> [What you are asked to do]
Reproduce every one of the records below word for word, line by line.
>> start Provided records
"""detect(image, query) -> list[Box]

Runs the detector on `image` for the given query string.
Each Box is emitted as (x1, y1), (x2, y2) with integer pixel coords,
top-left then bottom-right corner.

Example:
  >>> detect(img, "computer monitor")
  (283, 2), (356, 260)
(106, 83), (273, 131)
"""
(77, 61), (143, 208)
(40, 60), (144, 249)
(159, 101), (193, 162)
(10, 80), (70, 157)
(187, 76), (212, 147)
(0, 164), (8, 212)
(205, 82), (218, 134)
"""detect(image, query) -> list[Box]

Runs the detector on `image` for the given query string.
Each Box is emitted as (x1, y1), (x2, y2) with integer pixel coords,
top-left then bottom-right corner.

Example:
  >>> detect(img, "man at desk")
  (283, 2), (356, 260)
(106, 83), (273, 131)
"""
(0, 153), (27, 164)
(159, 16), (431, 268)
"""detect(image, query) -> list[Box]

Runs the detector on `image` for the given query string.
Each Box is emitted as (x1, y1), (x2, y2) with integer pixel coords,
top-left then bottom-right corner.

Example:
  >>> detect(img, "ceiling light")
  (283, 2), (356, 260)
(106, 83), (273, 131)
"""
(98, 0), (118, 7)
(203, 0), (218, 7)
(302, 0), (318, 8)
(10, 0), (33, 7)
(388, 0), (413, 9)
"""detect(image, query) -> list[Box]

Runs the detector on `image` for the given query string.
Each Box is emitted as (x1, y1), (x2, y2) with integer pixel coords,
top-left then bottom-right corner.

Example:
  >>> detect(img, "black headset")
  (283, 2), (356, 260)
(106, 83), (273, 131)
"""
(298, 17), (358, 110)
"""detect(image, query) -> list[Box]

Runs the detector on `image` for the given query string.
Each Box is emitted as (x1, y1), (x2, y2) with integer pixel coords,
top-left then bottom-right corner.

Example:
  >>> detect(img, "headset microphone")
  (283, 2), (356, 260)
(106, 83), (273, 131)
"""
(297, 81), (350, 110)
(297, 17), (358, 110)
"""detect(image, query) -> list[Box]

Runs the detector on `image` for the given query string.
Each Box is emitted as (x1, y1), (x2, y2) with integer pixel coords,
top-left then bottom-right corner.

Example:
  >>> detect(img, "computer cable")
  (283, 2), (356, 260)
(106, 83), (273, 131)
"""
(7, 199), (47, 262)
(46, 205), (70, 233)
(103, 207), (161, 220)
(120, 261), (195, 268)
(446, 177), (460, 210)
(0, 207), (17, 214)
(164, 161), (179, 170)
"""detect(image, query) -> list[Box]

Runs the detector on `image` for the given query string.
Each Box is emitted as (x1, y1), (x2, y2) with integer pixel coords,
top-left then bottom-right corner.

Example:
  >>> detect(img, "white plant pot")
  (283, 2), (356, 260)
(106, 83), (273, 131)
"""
>> end Provided records
> [Written solution]
"""detect(image, query) -> list[Box]

Runs the detector on `image` for the given query string.
Each Box is emitted as (x1, y1), (x2, y2) with integer pixel coords,
top-left then bottom-right corner.

Example:
  >>> detect(img, "computer monitor")
  (283, 2), (356, 260)
(106, 83), (273, 131)
"""
(77, 61), (143, 208)
(40, 60), (144, 249)
(159, 101), (193, 162)
(10, 80), (70, 157)
(187, 76), (212, 147)
(0, 164), (8, 212)
(205, 82), (218, 134)
"""detect(image, query) -> list[Box]

Runs the detector on `image` for the given query string.
Each Box is emitted as (x1, y1), (x2, y2) with integer pixel coords,
top-left then bottom-right corner.

Example:
  >>> detect(img, "man at desk")
  (283, 2), (356, 260)
(106, 83), (273, 131)
"""
(0, 153), (27, 164)
(159, 16), (431, 268)
"""detect(image, query) -> list[Box]

Runs the detector on `image` for the given query string.
Each Box is emitted as (x1, y1), (x2, y2) with integer pixel coords,
top-left then bottom-right corner.

Example:
  >>> detect(img, "ceiling light")
  (283, 2), (356, 260)
(106, 83), (273, 131)
"""
(98, 0), (118, 7)
(203, 0), (218, 7)
(302, 0), (318, 8)
(10, 0), (33, 7)
(388, 0), (413, 9)
"""detect(image, query) -> list[Box]

Runs the detector on `image` for the given query string.
Each Box is emitted as (x1, y1), (x2, y2) with integer pixel coords,
top-left then bottom-right corner.

Example:
  >>> detect(img, "black headset")
  (283, 2), (356, 260)
(106, 83), (273, 131)
"""
(298, 17), (358, 110)
"""detect(image, query) -> list[Box]

Runs the detector on `image` for the given query string.
Each Box is emitted as (x1, y1), (x2, y2) with integer pixel coords,
top-left then bottom-right corner.

Example:
  >>> detect(img, "headset microphone")
  (283, 2), (356, 260)
(106, 83), (273, 131)
"""
(297, 81), (350, 110)
(297, 17), (358, 110)
"""detect(image, query) -> list[Box]

Runs the detector on `image` for the given query string.
Each Box is emitted as (x1, y1), (x2, y2) with integer pixel coords,
top-left then bottom-right corner.

Example:
  >>> detect(img, "computer cable")
  (283, 2), (356, 260)
(106, 83), (273, 131)
"""
(7, 199), (47, 262)
(46, 205), (70, 233)
(103, 207), (161, 220)
(120, 261), (195, 268)
(446, 177), (460, 210)
(0, 207), (17, 214)
(164, 161), (179, 170)
"""detect(image, query) -> list[Box]

Runs the detector on `image` for the given query string.
Each Box is emitted as (x1, y1), (x2, y2) with integer pixel coords,
top-left then bottom-right corner.

Example:
  >>> detect(img, "white plant pot")
  (283, 2), (356, 260)
(106, 83), (273, 131)
"""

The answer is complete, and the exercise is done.